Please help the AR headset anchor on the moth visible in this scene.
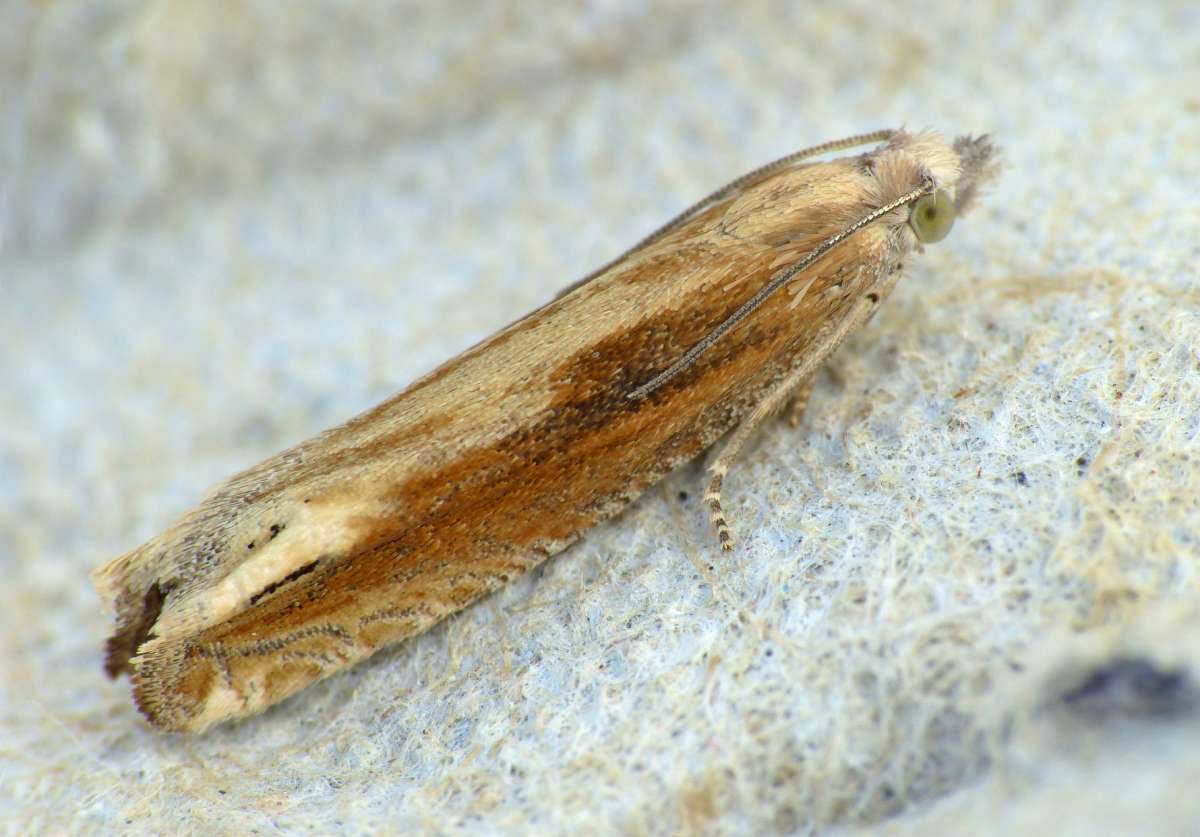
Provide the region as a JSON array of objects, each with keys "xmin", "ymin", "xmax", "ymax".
[{"xmin": 94, "ymin": 130, "xmax": 996, "ymax": 731}]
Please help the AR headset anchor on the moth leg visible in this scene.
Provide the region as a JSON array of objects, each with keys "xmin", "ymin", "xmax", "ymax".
[
  {"xmin": 704, "ymin": 364, "xmax": 812, "ymax": 552},
  {"xmin": 787, "ymin": 374, "xmax": 817, "ymax": 430},
  {"xmin": 704, "ymin": 287, "xmax": 890, "ymax": 552}
]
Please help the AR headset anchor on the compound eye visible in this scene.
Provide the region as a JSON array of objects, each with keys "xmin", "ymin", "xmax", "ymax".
[{"xmin": 908, "ymin": 189, "xmax": 954, "ymax": 245}]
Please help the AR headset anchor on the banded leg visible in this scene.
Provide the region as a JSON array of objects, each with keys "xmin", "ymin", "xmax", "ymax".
[
  {"xmin": 704, "ymin": 296, "xmax": 878, "ymax": 552},
  {"xmin": 787, "ymin": 373, "xmax": 817, "ymax": 430}
]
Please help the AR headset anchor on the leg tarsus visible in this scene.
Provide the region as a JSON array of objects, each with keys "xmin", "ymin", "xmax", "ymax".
[
  {"xmin": 787, "ymin": 375, "xmax": 817, "ymax": 430},
  {"xmin": 704, "ymin": 291, "xmax": 890, "ymax": 552}
]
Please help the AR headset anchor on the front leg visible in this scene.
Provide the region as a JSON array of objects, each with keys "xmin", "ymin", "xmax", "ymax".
[{"xmin": 704, "ymin": 294, "xmax": 880, "ymax": 552}]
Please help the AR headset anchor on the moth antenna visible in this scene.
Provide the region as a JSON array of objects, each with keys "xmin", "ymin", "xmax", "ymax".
[
  {"xmin": 626, "ymin": 180, "xmax": 935, "ymax": 401},
  {"xmin": 554, "ymin": 128, "xmax": 899, "ymax": 300}
]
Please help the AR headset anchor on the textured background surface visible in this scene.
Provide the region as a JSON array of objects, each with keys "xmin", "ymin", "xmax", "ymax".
[{"xmin": 0, "ymin": 0, "xmax": 1200, "ymax": 833}]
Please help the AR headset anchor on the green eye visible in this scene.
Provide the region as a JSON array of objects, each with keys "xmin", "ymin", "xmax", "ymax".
[{"xmin": 908, "ymin": 189, "xmax": 954, "ymax": 245}]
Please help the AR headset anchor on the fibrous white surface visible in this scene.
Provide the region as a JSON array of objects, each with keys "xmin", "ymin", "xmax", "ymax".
[{"xmin": 0, "ymin": 0, "xmax": 1200, "ymax": 833}]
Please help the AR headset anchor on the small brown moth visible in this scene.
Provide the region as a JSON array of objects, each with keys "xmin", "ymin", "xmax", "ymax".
[{"xmin": 95, "ymin": 131, "xmax": 995, "ymax": 731}]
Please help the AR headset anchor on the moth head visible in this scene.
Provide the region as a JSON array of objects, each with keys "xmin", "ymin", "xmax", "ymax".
[{"xmin": 908, "ymin": 189, "xmax": 955, "ymax": 245}]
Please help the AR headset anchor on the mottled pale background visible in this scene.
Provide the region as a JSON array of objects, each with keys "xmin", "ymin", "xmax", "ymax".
[{"xmin": 0, "ymin": 0, "xmax": 1200, "ymax": 833}]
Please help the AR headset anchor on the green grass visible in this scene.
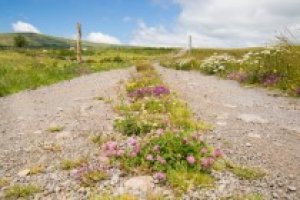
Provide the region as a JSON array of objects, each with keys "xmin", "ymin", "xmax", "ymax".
[
  {"xmin": 4, "ymin": 184, "xmax": 40, "ymax": 199},
  {"xmin": 167, "ymin": 170, "xmax": 214, "ymax": 194},
  {"xmin": 61, "ymin": 158, "xmax": 88, "ymax": 170},
  {"xmin": 47, "ymin": 126, "xmax": 64, "ymax": 133},
  {"xmin": 0, "ymin": 47, "xmax": 172, "ymax": 97},
  {"xmin": 232, "ymin": 166, "xmax": 266, "ymax": 180}
]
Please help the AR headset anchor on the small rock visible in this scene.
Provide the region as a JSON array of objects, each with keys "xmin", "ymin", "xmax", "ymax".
[
  {"xmin": 124, "ymin": 176, "xmax": 153, "ymax": 193},
  {"xmin": 272, "ymin": 192, "xmax": 279, "ymax": 199},
  {"xmin": 246, "ymin": 143, "xmax": 252, "ymax": 147},
  {"xmin": 248, "ymin": 133, "xmax": 261, "ymax": 139},
  {"xmin": 288, "ymin": 186, "xmax": 297, "ymax": 192},
  {"xmin": 18, "ymin": 169, "xmax": 30, "ymax": 177},
  {"xmin": 237, "ymin": 114, "xmax": 269, "ymax": 124}
]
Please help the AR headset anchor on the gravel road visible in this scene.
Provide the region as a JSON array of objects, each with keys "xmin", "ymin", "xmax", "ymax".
[
  {"xmin": 157, "ymin": 66, "xmax": 300, "ymax": 199},
  {"xmin": 0, "ymin": 69, "xmax": 130, "ymax": 199},
  {"xmin": 0, "ymin": 66, "xmax": 300, "ymax": 200}
]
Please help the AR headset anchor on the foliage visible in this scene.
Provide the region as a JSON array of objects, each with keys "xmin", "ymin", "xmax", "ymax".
[
  {"xmin": 0, "ymin": 47, "xmax": 172, "ymax": 96},
  {"xmin": 75, "ymin": 164, "xmax": 108, "ymax": 187},
  {"xmin": 168, "ymin": 170, "xmax": 214, "ymax": 194},
  {"xmin": 61, "ymin": 158, "xmax": 88, "ymax": 170},
  {"xmin": 232, "ymin": 166, "xmax": 265, "ymax": 180},
  {"xmin": 4, "ymin": 184, "xmax": 40, "ymax": 199}
]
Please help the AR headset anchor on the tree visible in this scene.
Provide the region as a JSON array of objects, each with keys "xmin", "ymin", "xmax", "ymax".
[{"xmin": 14, "ymin": 34, "xmax": 28, "ymax": 47}]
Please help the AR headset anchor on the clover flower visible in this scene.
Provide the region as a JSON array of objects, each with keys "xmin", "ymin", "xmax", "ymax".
[
  {"xmin": 214, "ymin": 149, "xmax": 223, "ymax": 158},
  {"xmin": 146, "ymin": 154, "xmax": 154, "ymax": 161},
  {"xmin": 156, "ymin": 156, "xmax": 167, "ymax": 165},
  {"xmin": 186, "ymin": 156, "xmax": 196, "ymax": 165},
  {"xmin": 153, "ymin": 172, "xmax": 166, "ymax": 181},
  {"xmin": 200, "ymin": 147, "xmax": 208, "ymax": 154},
  {"xmin": 201, "ymin": 157, "xmax": 215, "ymax": 169}
]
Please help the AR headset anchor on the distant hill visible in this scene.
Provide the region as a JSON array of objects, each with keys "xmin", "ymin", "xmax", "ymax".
[{"xmin": 0, "ymin": 33, "xmax": 111, "ymax": 48}]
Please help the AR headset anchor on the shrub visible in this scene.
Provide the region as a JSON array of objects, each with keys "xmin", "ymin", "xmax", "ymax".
[{"xmin": 4, "ymin": 184, "xmax": 40, "ymax": 199}]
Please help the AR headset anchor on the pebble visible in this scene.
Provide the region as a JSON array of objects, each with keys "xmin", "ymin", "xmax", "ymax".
[{"xmin": 288, "ymin": 186, "xmax": 297, "ymax": 192}]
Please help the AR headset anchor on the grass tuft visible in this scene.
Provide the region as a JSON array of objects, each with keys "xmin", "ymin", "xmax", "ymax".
[{"xmin": 4, "ymin": 184, "xmax": 40, "ymax": 199}]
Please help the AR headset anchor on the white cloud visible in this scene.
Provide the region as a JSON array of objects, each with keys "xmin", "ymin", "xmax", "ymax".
[
  {"xmin": 131, "ymin": 0, "xmax": 300, "ymax": 47},
  {"xmin": 87, "ymin": 32, "xmax": 121, "ymax": 44},
  {"xmin": 12, "ymin": 21, "xmax": 40, "ymax": 33}
]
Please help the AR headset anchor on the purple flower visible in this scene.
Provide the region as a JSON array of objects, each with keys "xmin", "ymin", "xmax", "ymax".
[
  {"xmin": 295, "ymin": 86, "xmax": 300, "ymax": 95},
  {"xmin": 153, "ymin": 145, "xmax": 160, "ymax": 152},
  {"xmin": 227, "ymin": 72, "xmax": 248, "ymax": 83},
  {"xmin": 186, "ymin": 156, "xmax": 196, "ymax": 165},
  {"xmin": 201, "ymin": 157, "xmax": 215, "ymax": 169},
  {"xmin": 214, "ymin": 149, "xmax": 223, "ymax": 158},
  {"xmin": 153, "ymin": 172, "xmax": 166, "ymax": 181},
  {"xmin": 200, "ymin": 147, "xmax": 208, "ymax": 154},
  {"xmin": 146, "ymin": 154, "xmax": 154, "ymax": 161},
  {"xmin": 156, "ymin": 156, "xmax": 166, "ymax": 165},
  {"xmin": 128, "ymin": 137, "xmax": 137, "ymax": 146}
]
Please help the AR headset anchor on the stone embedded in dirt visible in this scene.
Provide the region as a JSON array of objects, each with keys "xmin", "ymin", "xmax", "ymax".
[
  {"xmin": 18, "ymin": 169, "xmax": 30, "ymax": 177},
  {"xmin": 248, "ymin": 133, "xmax": 261, "ymax": 139},
  {"xmin": 55, "ymin": 131, "xmax": 72, "ymax": 139},
  {"xmin": 246, "ymin": 143, "xmax": 252, "ymax": 147},
  {"xmin": 124, "ymin": 176, "xmax": 153, "ymax": 193},
  {"xmin": 237, "ymin": 114, "xmax": 269, "ymax": 124},
  {"xmin": 288, "ymin": 186, "xmax": 297, "ymax": 192},
  {"xmin": 217, "ymin": 121, "xmax": 227, "ymax": 126}
]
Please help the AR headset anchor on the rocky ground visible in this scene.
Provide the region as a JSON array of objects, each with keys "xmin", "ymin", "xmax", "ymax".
[
  {"xmin": 0, "ymin": 66, "xmax": 300, "ymax": 200},
  {"xmin": 157, "ymin": 66, "xmax": 300, "ymax": 199}
]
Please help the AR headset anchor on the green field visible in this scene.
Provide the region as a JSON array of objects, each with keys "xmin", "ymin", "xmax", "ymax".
[
  {"xmin": 161, "ymin": 43, "xmax": 300, "ymax": 96},
  {"xmin": 0, "ymin": 47, "xmax": 172, "ymax": 96}
]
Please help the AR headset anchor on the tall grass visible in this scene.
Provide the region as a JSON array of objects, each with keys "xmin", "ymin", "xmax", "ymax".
[{"xmin": 0, "ymin": 47, "xmax": 171, "ymax": 96}]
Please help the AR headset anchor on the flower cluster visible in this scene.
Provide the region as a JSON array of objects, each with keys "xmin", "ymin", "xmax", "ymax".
[
  {"xmin": 200, "ymin": 54, "xmax": 235, "ymax": 74},
  {"xmin": 227, "ymin": 71, "xmax": 248, "ymax": 83},
  {"xmin": 262, "ymin": 74, "xmax": 280, "ymax": 86},
  {"xmin": 129, "ymin": 86, "xmax": 170, "ymax": 99},
  {"xmin": 74, "ymin": 163, "xmax": 108, "ymax": 185}
]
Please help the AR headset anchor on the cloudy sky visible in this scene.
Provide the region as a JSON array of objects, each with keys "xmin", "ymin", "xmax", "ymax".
[{"xmin": 0, "ymin": 0, "xmax": 300, "ymax": 47}]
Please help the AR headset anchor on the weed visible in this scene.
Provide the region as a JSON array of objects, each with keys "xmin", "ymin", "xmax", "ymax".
[
  {"xmin": 4, "ymin": 184, "xmax": 40, "ymax": 199},
  {"xmin": 29, "ymin": 165, "xmax": 45, "ymax": 175},
  {"xmin": 167, "ymin": 170, "xmax": 214, "ymax": 194},
  {"xmin": 61, "ymin": 158, "xmax": 88, "ymax": 170},
  {"xmin": 0, "ymin": 177, "xmax": 10, "ymax": 189},
  {"xmin": 232, "ymin": 166, "xmax": 265, "ymax": 180}
]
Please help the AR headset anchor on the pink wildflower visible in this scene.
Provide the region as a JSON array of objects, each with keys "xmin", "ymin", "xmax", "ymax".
[
  {"xmin": 156, "ymin": 156, "xmax": 166, "ymax": 164},
  {"xmin": 153, "ymin": 172, "xmax": 166, "ymax": 181},
  {"xmin": 200, "ymin": 147, "xmax": 208, "ymax": 154},
  {"xmin": 201, "ymin": 157, "xmax": 215, "ymax": 169},
  {"xmin": 146, "ymin": 154, "xmax": 154, "ymax": 161},
  {"xmin": 128, "ymin": 137, "xmax": 137, "ymax": 146},
  {"xmin": 153, "ymin": 145, "xmax": 160, "ymax": 152},
  {"xmin": 186, "ymin": 156, "xmax": 196, "ymax": 165},
  {"xmin": 214, "ymin": 149, "xmax": 223, "ymax": 158}
]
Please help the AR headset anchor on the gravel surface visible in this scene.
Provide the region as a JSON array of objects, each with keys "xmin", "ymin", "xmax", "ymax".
[
  {"xmin": 0, "ymin": 69, "xmax": 132, "ymax": 199},
  {"xmin": 0, "ymin": 66, "xmax": 300, "ymax": 200},
  {"xmin": 157, "ymin": 66, "xmax": 300, "ymax": 199}
]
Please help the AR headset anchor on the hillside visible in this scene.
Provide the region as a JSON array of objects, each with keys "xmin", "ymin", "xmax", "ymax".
[{"xmin": 0, "ymin": 33, "xmax": 109, "ymax": 48}]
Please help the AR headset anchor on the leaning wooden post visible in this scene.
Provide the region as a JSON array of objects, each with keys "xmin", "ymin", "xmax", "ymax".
[
  {"xmin": 77, "ymin": 23, "xmax": 82, "ymax": 63},
  {"xmin": 189, "ymin": 35, "xmax": 193, "ymax": 53}
]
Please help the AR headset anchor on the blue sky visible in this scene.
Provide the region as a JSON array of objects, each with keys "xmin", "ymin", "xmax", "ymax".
[
  {"xmin": 0, "ymin": 0, "xmax": 179, "ymax": 43},
  {"xmin": 0, "ymin": 0, "xmax": 300, "ymax": 47}
]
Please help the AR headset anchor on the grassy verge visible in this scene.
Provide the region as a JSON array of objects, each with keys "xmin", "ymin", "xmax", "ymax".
[
  {"xmin": 161, "ymin": 43, "xmax": 300, "ymax": 96},
  {"xmin": 0, "ymin": 48, "xmax": 172, "ymax": 97},
  {"xmin": 97, "ymin": 64, "xmax": 222, "ymax": 194}
]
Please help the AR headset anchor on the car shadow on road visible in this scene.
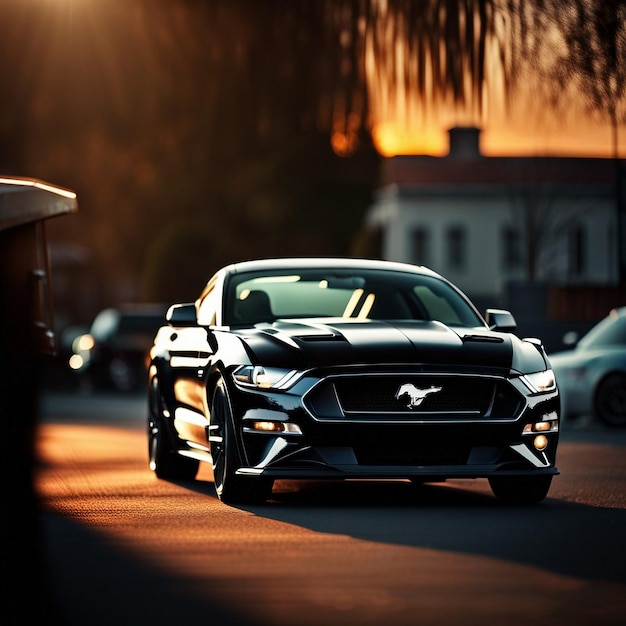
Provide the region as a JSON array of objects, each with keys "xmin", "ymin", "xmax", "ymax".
[
  {"xmin": 41, "ymin": 513, "xmax": 262, "ymax": 626},
  {"xmin": 186, "ymin": 481, "xmax": 626, "ymax": 584}
]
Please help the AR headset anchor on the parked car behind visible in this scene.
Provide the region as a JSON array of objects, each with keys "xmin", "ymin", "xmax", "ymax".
[
  {"xmin": 69, "ymin": 305, "xmax": 167, "ymax": 391},
  {"xmin": 550, "ymin": 307, "xmax": 626, "ymax": 427}
]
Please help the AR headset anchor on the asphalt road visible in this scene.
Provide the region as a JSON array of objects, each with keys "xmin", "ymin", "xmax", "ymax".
[{"xmin": 36, "ymin": 394, "xmax": 626, "ymax": 626}]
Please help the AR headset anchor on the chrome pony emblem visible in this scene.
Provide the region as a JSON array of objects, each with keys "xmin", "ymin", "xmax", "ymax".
[{"xmin": 396, "ymin": 383, "xmax": 443, "ymax": 409}]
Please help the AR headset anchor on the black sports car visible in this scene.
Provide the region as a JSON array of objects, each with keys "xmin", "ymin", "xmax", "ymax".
[{"xmin": 148, "ymin": 259, "xmax": 560, "ymax": 503}]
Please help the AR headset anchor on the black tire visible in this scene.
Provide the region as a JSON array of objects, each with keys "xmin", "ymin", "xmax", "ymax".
[
  {"xmin": 148, "ymin": 378, "xmax": 200, "ymax": 480},
  {"xmin": 489, "ymin": 476, "xmax": 552, "ymax": 504},
  {"xmin": 209, "ymin": 377, "xmax": 274, "ymax": 504},
  {"xmin": 595, "ymin": 372, "xmax": 626, "ymax": 428}
]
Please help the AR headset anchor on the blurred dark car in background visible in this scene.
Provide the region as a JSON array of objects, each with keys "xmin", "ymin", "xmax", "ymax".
[
  {"xmin": 550, "ymin": 307, "xmax": 626, "ymax": 427},
  {"xmin": 69, "ymin": 304, "xmax": 167, "ymax": 391}
]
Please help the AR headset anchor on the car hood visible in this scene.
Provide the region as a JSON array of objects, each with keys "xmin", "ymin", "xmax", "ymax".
[{"xmin": 232, "ymin": 319, "xmax": 546, "ymax": 373}]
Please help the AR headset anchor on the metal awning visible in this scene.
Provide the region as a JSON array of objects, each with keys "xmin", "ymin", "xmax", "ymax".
[{"xmin": 0, "ymin": 176, "xmax": 78, "ymax": 231}]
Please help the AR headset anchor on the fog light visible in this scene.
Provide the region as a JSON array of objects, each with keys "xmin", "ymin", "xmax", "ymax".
[
  {"xmin": 244, "ymin": 421, "xmax": 302, "ymax": 435},
  {"xmin": 251, "ymin": 422, "xmax": 285, "ymax": 433}
]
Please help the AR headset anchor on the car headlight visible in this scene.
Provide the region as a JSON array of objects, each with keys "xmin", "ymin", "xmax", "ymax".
[
  {"xmin": 233, "ymin": 365, "xmax": 300, "ymax": 389},
  {"xmin": 522, "ymin": 370, "xmax": 556, "ymax": 393}
]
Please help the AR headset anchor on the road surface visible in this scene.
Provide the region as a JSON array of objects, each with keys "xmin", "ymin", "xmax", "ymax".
[{"xmin": 36, "ymin": 394, "xmax": 626, "ymax": 626}]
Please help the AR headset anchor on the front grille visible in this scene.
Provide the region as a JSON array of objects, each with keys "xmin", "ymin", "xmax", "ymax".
[{"xmin": 308, "ymin": 374, "xmax": 522, "ymax": 419}]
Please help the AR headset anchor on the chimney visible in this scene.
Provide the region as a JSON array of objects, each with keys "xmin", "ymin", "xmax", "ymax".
[{"xmin": 448, "ymin": 126, "xmax": 481, "ymax": 159}]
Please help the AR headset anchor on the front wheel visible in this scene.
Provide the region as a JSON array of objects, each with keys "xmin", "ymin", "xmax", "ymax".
[
  {"xmin": 148, "ymin": 378, "xmax": 200, "ymax": 480},
  {"xmin": 489, "ymin": 476, "xmax": 552, "ymax": 504},
  {"xmin": 209, "ymin": 378, "xmax": 273, "ymax": 504},
  {"xmin": 596, "ymin": 372, "xmax": 626, "ymax": 428}
]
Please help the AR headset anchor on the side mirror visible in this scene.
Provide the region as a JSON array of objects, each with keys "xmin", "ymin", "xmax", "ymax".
[
  {"xmin": 561, "ymin": 330, "xmax": 580, "ymax": 348},
  {"xmin": 165, "ymin": 302, "xmax": 198, "ymax": 327},
  {"xmin": 485, "ymin": 309, "xmax": 517, "ymax": 333}
]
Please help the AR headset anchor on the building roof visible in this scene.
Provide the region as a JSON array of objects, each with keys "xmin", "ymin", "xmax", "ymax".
[{"xmin": 0, "ymin": 176, "xmax": 78, "ymax": 231}]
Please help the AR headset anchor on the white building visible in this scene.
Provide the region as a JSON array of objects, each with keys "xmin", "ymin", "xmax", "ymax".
[{"xmin": 366, "ymin": 128, "xmax": 619, "ymax": 304}]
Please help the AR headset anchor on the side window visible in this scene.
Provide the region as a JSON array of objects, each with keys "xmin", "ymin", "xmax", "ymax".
[{"xmin": 198, "ymin": 284, "xmax": 219, "ymax": 326}]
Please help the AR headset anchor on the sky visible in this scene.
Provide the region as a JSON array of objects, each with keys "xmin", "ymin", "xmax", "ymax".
[{"xmin": 373, "ymin": 115, "xmax": 626, "ymax": 158}]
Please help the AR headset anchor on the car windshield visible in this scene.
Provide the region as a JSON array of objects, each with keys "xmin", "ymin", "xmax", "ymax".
[
  {"xmin": 578, "ymin": 311, "xmax": 626, "ymax": 350},
  {"xmin": 224, "ymin": 269, "xmax": 484, "ymax": 328}
]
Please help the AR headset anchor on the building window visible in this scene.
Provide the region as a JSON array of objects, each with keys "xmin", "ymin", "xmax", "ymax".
[
  {"xmin": 411, "ymin": 226, "xmax": 430, "ymax": 265},
  {"xmin": 446, "ymin": 226, "xmax": 467, "ymax": 270},
  {"xmin": 502, "ymin": 226, "xmax": 522, "ymax": 271},
  {"xmin": 567, "ymin": 224, "xmax": 587, "ymax": 277}
]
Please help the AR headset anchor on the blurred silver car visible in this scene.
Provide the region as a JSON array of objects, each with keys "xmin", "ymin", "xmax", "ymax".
[{"xmin": 550, "ymin": 307, "xmax": 626, "ymax": 427}]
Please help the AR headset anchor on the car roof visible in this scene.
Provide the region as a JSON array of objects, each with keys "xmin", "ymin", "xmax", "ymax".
[{"xmin": 222, "ymin": 257, "xmax": 442, "ymax": 278}]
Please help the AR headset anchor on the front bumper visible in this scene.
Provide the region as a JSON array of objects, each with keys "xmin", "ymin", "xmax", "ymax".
[{"xmin": 228, "ymin": 368, "xmax": 559, "ymax": 481}]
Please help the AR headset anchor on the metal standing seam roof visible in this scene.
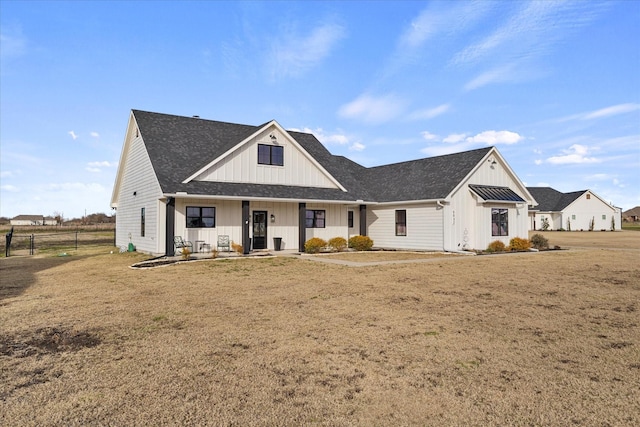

----

▸ Task instructions:
Copy out every line of the listing above that contains the word "blurred".

▸ Output of the task:
Please help the AR headset anchor on the blurred dark car in background visible in this scene.
Please help the AR headset anchor on the blurred silver car visible in this scene.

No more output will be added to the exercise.